Goal:
Copy all the items below line for line, leaving out the pictures.

== Records for this task

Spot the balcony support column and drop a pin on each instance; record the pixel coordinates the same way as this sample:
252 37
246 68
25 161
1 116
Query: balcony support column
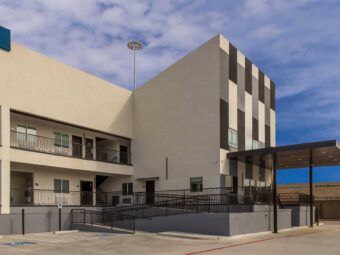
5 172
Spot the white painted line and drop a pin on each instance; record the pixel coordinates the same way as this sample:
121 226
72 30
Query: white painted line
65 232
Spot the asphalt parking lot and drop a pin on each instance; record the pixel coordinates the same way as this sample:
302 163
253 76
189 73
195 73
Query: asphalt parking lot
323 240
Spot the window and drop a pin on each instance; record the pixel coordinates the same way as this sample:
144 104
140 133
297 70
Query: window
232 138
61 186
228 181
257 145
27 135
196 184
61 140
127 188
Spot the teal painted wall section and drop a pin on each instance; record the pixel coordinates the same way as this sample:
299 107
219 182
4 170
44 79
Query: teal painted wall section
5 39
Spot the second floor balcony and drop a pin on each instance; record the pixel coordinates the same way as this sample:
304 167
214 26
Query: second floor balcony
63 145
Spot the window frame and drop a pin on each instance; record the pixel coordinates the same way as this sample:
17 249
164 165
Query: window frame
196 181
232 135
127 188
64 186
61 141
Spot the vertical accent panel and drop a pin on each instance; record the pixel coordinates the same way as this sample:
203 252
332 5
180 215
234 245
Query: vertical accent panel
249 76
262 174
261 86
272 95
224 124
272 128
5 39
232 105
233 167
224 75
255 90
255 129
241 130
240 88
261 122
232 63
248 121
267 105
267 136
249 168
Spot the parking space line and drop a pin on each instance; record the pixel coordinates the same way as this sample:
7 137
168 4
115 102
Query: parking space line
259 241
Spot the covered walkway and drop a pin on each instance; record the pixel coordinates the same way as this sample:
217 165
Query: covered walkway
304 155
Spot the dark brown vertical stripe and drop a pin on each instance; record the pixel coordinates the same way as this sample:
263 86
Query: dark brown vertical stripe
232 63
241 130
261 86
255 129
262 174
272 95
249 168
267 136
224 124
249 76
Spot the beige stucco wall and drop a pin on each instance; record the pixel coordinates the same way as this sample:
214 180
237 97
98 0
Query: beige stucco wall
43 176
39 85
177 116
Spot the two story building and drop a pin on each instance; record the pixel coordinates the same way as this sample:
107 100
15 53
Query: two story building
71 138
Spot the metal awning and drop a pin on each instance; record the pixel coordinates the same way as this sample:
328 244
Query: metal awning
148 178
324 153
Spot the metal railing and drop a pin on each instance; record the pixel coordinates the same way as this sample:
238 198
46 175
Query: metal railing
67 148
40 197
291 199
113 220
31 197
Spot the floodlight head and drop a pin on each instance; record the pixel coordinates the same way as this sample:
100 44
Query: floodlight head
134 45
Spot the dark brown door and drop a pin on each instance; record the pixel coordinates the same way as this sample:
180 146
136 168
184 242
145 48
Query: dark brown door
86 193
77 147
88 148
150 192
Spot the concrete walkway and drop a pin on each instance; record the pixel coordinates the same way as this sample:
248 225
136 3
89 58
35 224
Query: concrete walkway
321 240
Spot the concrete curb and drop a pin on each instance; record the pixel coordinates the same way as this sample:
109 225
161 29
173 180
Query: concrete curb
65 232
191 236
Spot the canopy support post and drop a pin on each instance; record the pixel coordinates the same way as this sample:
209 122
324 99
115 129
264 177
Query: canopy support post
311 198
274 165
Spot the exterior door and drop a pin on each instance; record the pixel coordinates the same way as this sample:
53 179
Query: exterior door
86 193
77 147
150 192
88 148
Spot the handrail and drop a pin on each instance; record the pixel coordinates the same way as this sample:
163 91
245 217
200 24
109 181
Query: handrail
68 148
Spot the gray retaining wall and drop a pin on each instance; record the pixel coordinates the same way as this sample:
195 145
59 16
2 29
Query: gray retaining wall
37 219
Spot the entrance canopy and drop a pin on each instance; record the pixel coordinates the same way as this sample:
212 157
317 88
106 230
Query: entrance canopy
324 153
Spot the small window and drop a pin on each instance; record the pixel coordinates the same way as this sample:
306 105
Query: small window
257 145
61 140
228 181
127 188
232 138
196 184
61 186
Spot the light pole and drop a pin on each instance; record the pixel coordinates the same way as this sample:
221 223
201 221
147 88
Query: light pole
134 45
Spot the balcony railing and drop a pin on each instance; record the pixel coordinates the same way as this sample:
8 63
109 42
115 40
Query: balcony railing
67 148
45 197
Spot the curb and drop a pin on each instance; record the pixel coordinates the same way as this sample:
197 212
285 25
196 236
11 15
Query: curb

====

Reply:
Spot the balcony support column and drop a pin on each instance; record the pixel coordinates the same way as this sample:
252 37
246 68
25 161
1 116
Query: balcony support column
5 172
Spot the white painted line and drop a pin on each instance; record the pixel coordinates the same way as this sample:
121 226
72 30
Query: white painted line
65 232
Spot the asphalt parking lot and drop a pin on each instance; record the pixel coordinates the same way as this sample:
302 163
253 76
189 73
195 73
Query: asphalt parking lot
323 240
Spot the window and drop a pin on each instance; record the pixel coordinates the same way as this sample:
144 104
140 133
297 70
Query: window
232 138
61 186
228 181
257 145
27 135
196 184
61 140
127 188
Spot the teal painted wall section and drop a pin on each instance; record the pixel coordinates the same way as this sample:
299 107
219 182
4 170
44 79
Query: teal painted wall section
5 39
Spot the second floor balcony and drop a pin on each instance; record the pixel coordinates the same way as this sample:
304 167
214 26
Query: second floor balcony
63 145
Spot the window frame and drop a pin on each instance; record the pixel coordinates the same way as this sample:
17 249
164 165
Query: window frame
196 181
232 135
127 188
64 186
61 141
Spot the vertical accent panel and drop a pin on each instance; record the pixel coordinates the same way as this sample:
203 252
332 5
180 215
234 245
Query: vertical accent panel
249 76
262 174
261 86
272 95
224 124
272 128
5 39
232 105
233 167
224 75
255 90
255 129
241 130
240 88
261 122
232 63
248 121
267 105
267 136
249 168
Spot the parking space line and drop a pin on each instance; record the pixel coordinates the same way as this sample:
7 137
168 4
115 102
Query: parking space line
259 241
Spot the covered walkway and drop a pin on each instance; record the pixel coordinates the same way as this sample:
217 165
Query: covered walkway
304 155
Spot the dark brown vertical stripe and drop a pin on each instance; record the pixel coordinates the same way as this sample:
263 86
Query: dark brown vertical stripe
232 63
241 130
261 86
255 129
262 174
272 95
249 168
267 136
224 124
249 76
Spot the beige stucco wall and drop a pin on each instance; record the pixel coordinates the same way as this sample:
214 180
237 97
98 0
Query: beige stucco wall
43 176
39 85
177 116
Spot the two story building and drop a pin on each instance; record the pixel coordinates the same way as this sample:
107 100
15 53
Query: two story building
71 138
Spot the metal awning and drop a pin on each instance; record the pixel coordinates the same way as this sample:
328 244
Query: metal awning
148 178
324 153
Spot the metal railing and drop a pin on each instance; record the pixel coordinates the same way as this sample:
238 198
46 175
Query: metal railing
67 148
40 197
291 199
113 220
31 197
Spot the floodlight head and drop a pin on each instance; record the pixel coordinates the same way as this sample:
100 44
Query: floodlight head
134 45
Spot the dark brown door and drop a pin on each instance; record the pixel coordinates the same way as this sample:
180 146
136 168
184 242
145 48
Query: dark brown door
86 193
77 147
88 148
150 192
Spot the concrete walkway and drop a pin on each instance; record the pixel coordinates the same way as this sample:
248 225
136 3
89 58
35 224
Query: concrete walkway
321 240
Spot the concrete curb and drop a pin on each instance; record the pixel coordinates the same way as this sample:
109 225
161 29
173 180
Query: concrete curb
65 232
191 236
Spot the canopy support post and drop a pin on each instance; record the pixel coordinates the same way as this sample:
209 122
324 99
115 129
264 177
Query: canopy support post
311 198
274 165
Spot the exterior door and drop a pin on each instance; record the pixel coordinates the same way as this sample:
53 179
Query: exterior door
86 193
77 147
150 192
88 148
Spot the handrail and drop a pin on each instance; record the pixel coordinates the same way as this sample:
163 91
245 217
200 24
109 181
Query: handrail
68 148
Spot the gray retaining wall and drop a pin on each instance; record the pixel coordinates the same way as this sample:
195 145
59 16
2 29
Query: gray retaining wall
37 219
Spot the entrance canopy and drop a pin on each instance; record the pixel coordinates the same way as this sample:
212 157
317 88
106 230
Query: entrance canopy
324 153
Spot the small window and drop a pin on each instance; record the pixel coordinates the same way as this sample:
306 105
Query: small window
257 145
61 140
228 181
127 188
232 138
196 184
61 186
Spot the light pole and drop a pin on each instance; record the pixel coordinates the same way as this sample:
221 223
201 221
147 88
Query: light pole
134 45
Spot the balcony railing and drop a pin on each instance; record the pixel coordinates the same way as this sample:
8 63
109 42
115 40
Query: balcony railing
67 148
45 197
Spot the curb and drop a pin on each instance; record the pixel coordinates the same way as this sample:
197 212
285 25
196 236
11 15
Query: curb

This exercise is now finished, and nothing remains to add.